-- begin Source data --
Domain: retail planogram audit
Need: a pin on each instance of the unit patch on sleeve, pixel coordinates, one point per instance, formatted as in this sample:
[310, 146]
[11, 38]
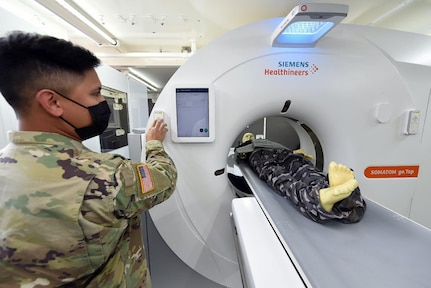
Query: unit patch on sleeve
-- end Source data --
Task to complete => Render every line of the data above as a numbered list, skipping blank lines and leaving out the picture.

Problem solution =>
1. Domain: retail planogram audit
2. Need: a pin on each instance of the unit patch on sleeve, pixel coordinates, one point per instance, formatted as in this sample:
3. [310, 146]
4. [11, 38]
5. Query: unit patch on sleeve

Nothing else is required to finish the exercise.